Data excerpts ▸
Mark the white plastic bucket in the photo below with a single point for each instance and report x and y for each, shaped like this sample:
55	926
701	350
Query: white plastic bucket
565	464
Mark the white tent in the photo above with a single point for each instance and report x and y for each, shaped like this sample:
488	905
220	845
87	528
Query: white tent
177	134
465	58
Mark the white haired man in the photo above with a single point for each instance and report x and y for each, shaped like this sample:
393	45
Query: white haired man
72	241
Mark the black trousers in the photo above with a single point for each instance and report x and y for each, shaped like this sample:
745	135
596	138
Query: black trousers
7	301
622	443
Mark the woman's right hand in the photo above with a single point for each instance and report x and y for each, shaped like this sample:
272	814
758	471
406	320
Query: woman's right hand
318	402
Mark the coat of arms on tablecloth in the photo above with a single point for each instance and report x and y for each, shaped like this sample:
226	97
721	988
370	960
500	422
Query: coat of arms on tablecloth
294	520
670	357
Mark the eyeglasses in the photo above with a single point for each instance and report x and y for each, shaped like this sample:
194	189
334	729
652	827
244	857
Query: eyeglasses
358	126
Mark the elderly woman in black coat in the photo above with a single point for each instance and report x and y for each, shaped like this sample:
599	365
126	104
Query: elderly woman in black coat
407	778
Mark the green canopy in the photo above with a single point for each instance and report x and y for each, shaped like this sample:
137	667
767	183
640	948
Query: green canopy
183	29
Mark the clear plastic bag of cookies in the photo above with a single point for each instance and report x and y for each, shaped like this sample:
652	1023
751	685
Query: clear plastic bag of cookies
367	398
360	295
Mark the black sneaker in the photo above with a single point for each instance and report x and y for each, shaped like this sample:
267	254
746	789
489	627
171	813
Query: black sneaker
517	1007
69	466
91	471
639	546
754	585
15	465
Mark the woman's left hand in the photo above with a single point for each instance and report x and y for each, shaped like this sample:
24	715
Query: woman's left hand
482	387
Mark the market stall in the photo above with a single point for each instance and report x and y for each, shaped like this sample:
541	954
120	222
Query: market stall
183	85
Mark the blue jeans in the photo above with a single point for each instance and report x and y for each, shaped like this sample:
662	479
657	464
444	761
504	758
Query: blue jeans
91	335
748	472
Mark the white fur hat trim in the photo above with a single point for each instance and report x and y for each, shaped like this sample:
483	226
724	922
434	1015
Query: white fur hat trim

What the task requires ▸ Faithfully transcribe the whole of the data.

Solution below ▸
Mark the white plastic bucket in the photo below with a single point for each instance and report x and y for each, shaped like this sample:
55	926
701	350
Query: white plastic bucket
565	464
Mark the white tent in the photo above with a single point for each instance and report x and y for each, shaped like this sample:
488	905
220	845
87	528
Query: white tent
177	134
465	58
Mark the white haired man in the photo above with a single point for each instance and report x and y for each, shaped like this sample:
393	45
Query: white haired man
72	241
Mark the black trousers in the photo above with a single point for each instance and report x and y for each, shaped like this sample:
745	135
596	138
Query: black trousers
7	301
622	443
Mark the woman's right hand in the photo above with a single point for each instance and report x and y for each, shaped like this sample:
272	814
758	471
406	320
Query: woman's right hand
318	402
Mark the coat of arms on tablecloth in the photo above with a single point for each instance and report x and y for each, shaped like this sample:
226	97
721	988
370	960
500	422
Query: coat of arms on tablecloth
294	520
670	357
Mark the eyeglasses in the photo above with a single point for each instance and report x and y for each, shaped like this sample:
194	189
334	729
652	827
244	857
Query: eyeglasses
358	126
Mark the elderly woman in black coat in the photo above with a single point for each instance and report x and y for each, shaped like this sample:
599	365
126	104
Query: elderly woman in black coat
407	778
Mark the green canopy in the photo above with a single point for each instance and report x and y for each, shaped like this sample:
137	667
767	183
640	948
Query: green canopy
183	29
Mark the clear plastic bag of cookies in the photo above with a single point for each instance and report x and y for each, shaped like this sample:
652	1023
751	685
Query: clear plastic bag of cookies
367	398
360	295
Mark the black sneaker in the photo above with a single point for each instance and report x and y for each, shaped like this sample:
267	254
746	789
489	627
171	813
Query: black sneaker
517	1007
69	466
91	471
639	546
754	585
15	465
Mark the woman's left hand in the photo above with a single point for each instance and report x and y for each, shaped like this sample:
24	715
Query: woman's left hand
482	387
Mark the market stall in the photo above with a single point for each instance and report x and y for each, shaped like this sample:
541	954
120	222
Query: market stall
183	85
Mark the blue jeans in the photo above with a single point for each instance and report x and y for each, shaped like this sample:
662	479
657	464
444	761
504	758
Query: blue jeans
91	335
748	472
Mark the white fur hat trim in the photo above with a single point for each instance and report x and y for each, shaped like this sample:
483	226
724	922
434	1015
Query: white fur hat trim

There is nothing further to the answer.